## ZIEL A
Gib bitte aus den Einträgen den Abschnitt wörtlich wieder, der mit der Zeile beginnt, die „Exercise. Find the perched“ enthält, und bis zum Ende der Einträge reicht, jeweils einschließlich. Lass die Bilder in deiner Antwort weg.
====== TEXTAUSZUG
Germanwings-Tragödie
Presseansturm auf Montabaur: Stadt im Ausnahmezustand
Nach dem Absturz der Germanwings-Maschine ist der Andrang der Medien in Montabaur enorm. Am Elternhaus des Co-Piloten haben sich Journalisten und Kameraleute aus aller Welt postiert.
Archiv/Sascha Ditscher. Sascha Ditscher/Archiv

Vor zehn Jahren rückt Montabaur in den Fokus der Weltöffentlichkeit. Nach dem Absturz der Germanwings-Maschine fällt die internationale Presse in die Kreisstadt ein, in der der Co-Pilot aufgewachsen ist. Hauptkommissar Michael Otten erinnert sich.

Für Michael Otten sieht es zunächst nach einem recht entspannten Arbeitstag aus. Der damalige Hauptkommissar wird am Morgen des 26. März 2015 von seiner Dienststelle in Bad Ems nach Montabaur beordert, um die Pressearbeit im Fall der abgestürzten Germanwings-Maschine zu übernehmen. Gerade erst ist bekannt geworden, dass der Co-Pilot Andreas Lubitz das Flugzeug absichtlich in die französischen Alpen gesteuert haben soll. Eine beispiellose Tragödie. „Also bin ich in den Westerwald gefahren.“

Nach knapp 20 Minuten steht Otten vor dem Elternhaus des Co-Piloten. Eine ruhige Wohngegend am Stadtrand von Montabaur. „Da war nix los“, erinnert sich Otten zehn Jahre später. Irgendwann trudelt der erste Journalist ein. „Ich glaube, dass er von ,Bild online’ war“, sagt er nachdenklich mit Blick auf den Rhein. Mittlerweile ist Otten stellvertretender Dienststellenleiter in St. Goarshausen. „Den Jahrestag hatte ich eigentlich gar nicht auf dem Schirm“, sagt er. Doch schnell werden die Erinnerungen wach. „Als Pressesprecher war das schon ein herausragendes Ereignis.“

Großeinsatz für die Polizei: Beamte schirmen das Wohnviertel von Montabaur mit Streifenwagen ab. Der damalige Hauptkommissar Michael Otten ist für die Pressearbeit in den Westerwald beordert worden.
============
====== QUELLDATEN
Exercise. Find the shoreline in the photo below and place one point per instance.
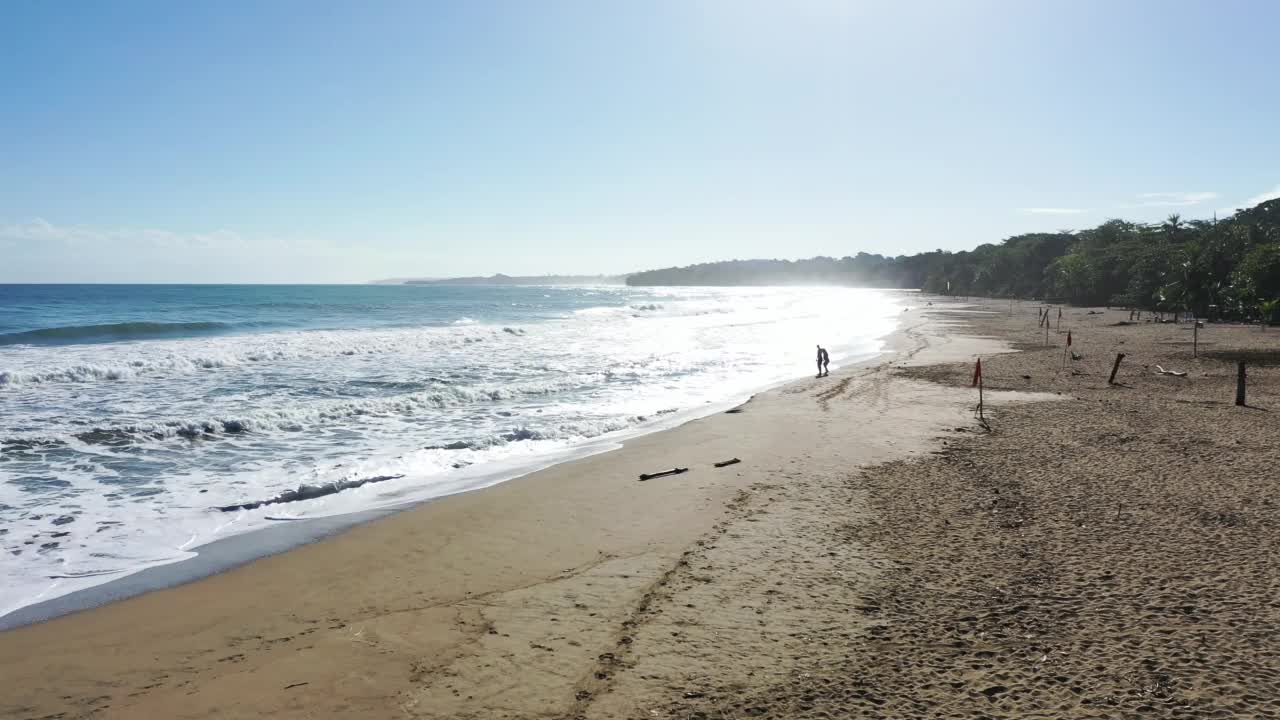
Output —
(225, 554)
(524, 598)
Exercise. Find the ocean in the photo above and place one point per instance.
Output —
(138, 423)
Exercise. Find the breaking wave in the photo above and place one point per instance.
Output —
(117, 332)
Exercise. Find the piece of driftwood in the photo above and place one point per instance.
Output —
(1114, 368)
(663, 474)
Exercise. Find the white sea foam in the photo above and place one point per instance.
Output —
(115, 454)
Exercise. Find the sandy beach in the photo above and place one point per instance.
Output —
(1100, 551)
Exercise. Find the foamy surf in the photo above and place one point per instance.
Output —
(122, 455)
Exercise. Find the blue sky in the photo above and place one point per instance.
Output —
(316, 141)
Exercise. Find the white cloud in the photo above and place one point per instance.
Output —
(1173, 199)
(1257, 199)
(1054, 210)
(44, 232)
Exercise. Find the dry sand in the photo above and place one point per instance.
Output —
(1102, 555)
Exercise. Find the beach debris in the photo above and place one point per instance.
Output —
(1115, 368)
(307, 492)
(662, 474)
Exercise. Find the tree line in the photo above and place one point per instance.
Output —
(1219, 269)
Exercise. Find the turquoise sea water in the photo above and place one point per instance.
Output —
(141, 422)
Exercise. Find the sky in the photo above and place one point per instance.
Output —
(314, 141)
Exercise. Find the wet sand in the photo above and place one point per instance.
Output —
(1098, 552)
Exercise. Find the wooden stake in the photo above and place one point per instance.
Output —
(1239, 382)
(1115, 368)
(979, 397)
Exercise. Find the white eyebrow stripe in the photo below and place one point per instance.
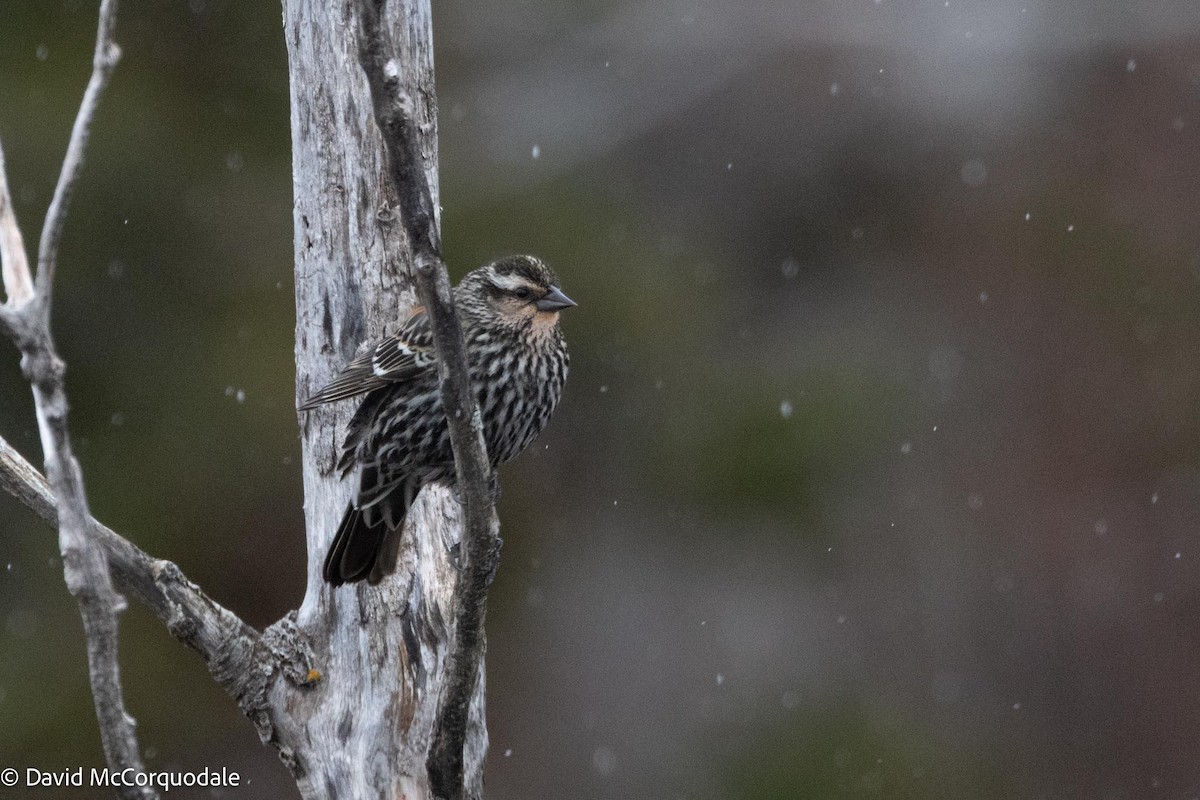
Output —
(511, 282)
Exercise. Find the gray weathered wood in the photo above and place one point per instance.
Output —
(348, 687)
(383, 650)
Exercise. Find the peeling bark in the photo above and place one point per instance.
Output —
(384, 650)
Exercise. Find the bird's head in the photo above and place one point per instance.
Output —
(516, 290)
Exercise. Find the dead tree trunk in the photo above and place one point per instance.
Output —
(348, 689)
(384, 650)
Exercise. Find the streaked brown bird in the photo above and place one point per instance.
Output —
(399, 439)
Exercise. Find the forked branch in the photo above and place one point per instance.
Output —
(480, 543)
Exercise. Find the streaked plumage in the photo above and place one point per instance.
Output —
(399, 439)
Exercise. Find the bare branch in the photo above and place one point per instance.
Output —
(480, 540)
(84, 563)
(103, 61)
(18, 283)
(235, 654)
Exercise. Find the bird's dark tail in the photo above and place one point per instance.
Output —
(366, 543)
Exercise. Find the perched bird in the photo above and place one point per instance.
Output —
(399, 439)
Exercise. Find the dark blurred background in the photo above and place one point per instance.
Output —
(876, 475)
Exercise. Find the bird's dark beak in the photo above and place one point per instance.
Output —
(555, 300)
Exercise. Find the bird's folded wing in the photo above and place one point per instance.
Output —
(397, 358)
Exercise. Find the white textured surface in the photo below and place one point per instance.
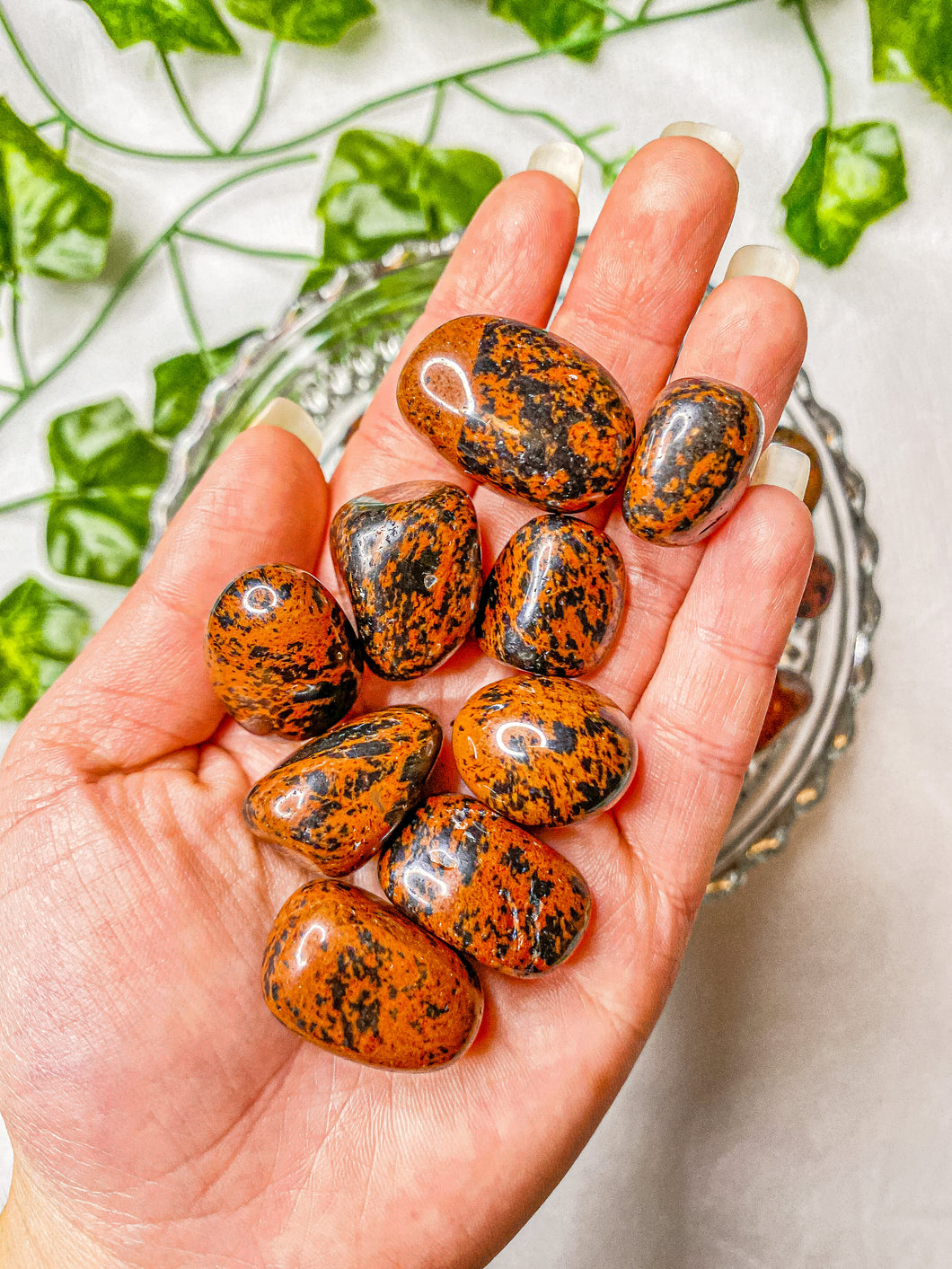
============
## ZIEL B
Schreib den Artikel über den Presseansturm auf Montabaur vollständig und unverändert ab.

## MUSTERLÖSUNG A
Exercise. Find the perched bird in the photo above and place one point per instance.
Output —
(399, 439)
Exercise. Find the dark blurred background in the photo above and place one point per instance.
Output —
(876, 475)
Exercise. Find the bird's dark beak in the photo above and place one point per instance.
Output —
(555, 300)
Exercise. Find the bird's folded wing in the photo above and place one point per instance.
Output —
(397, 358)
Exercise. Find the white textured surface in the photo below and place one point per instance.

## MUSTERLÖSUNG B
Germanwings-Tragödie
Presseansturm auf Montabaur: Stadt im Ausnahmezustand
Nach dem Absturz der Germanwings-Maschine ist der Andrang der Medien in Montabaur enorm. Am Elternhaus des Co-Piloten haben sich Journalisten und Kameraleute aus aller Welt postiert.
Archiv/Sascha Ditscher. Sascha Ditscher/Archiv

Vor zehn Jahren rückt Montabaur in den Fokus der Weltöffentlichkeit. Nach dem Absturz der Germanwings-Maschine fällt die internationale Presse in die Kreisstadt ein, in der der Co-Pilot aufgewachsen ist. Hauptkommissar Michael Otten erinnert sich.

Für Michael Otten sieht es zunächst nach einem recht entspannten Arbeitstag aus. Der damalige Hauptkommissar wird am Morgen des 26. März 2015 von seiner Dienststelle in Bad Ems nach Montabaur beordert, um die Pressearbeit im Fall der abgestürzten Germanwings-Maschine zu übernehmen. Gerade erst ist bekannt geworden, dass der Co-Pilot Andreas Lubitz das Flugzeug absichtlich in die französischen Alpen gesteuert haben soll. Eine beispiellose Tragödie. „Also bin ich in den Westerwald gefahren.“

Nach knapp 20 Minuten steht Otten vor dem Elternhaus des Co-Piloten. Eine ruhige Wohngegend am Stadtrand von Montabaur. „Da war nix los“, erinnert sich Otten zehn Jahre später. Irgendwann trudelt der erste Journalist ein. „Ich glaube, dass er von ,Bild online’ war“, sagt er nachdenklich mit Blick auf den Rhein. Mittlerweile ist Otten stellvertretender Dienststellenleiter in St. Goarshausen. „Den Jahrestag hatte ich eigentlich gar nicht auf dem Schirm“, sagt er. Doch schnell werden die Erinnerungen wach. „Als Pressesprecher war das schon ein herausragendes Ereignis.“

Großeinsatz für die Polizei: Beamte schirmen das Wohnviertel von Montabaur mit Streifenwagen ab. Der damalige Hauptkommissar Michael Otten ist für die Pressearbeit in den Westerwald beordert worden.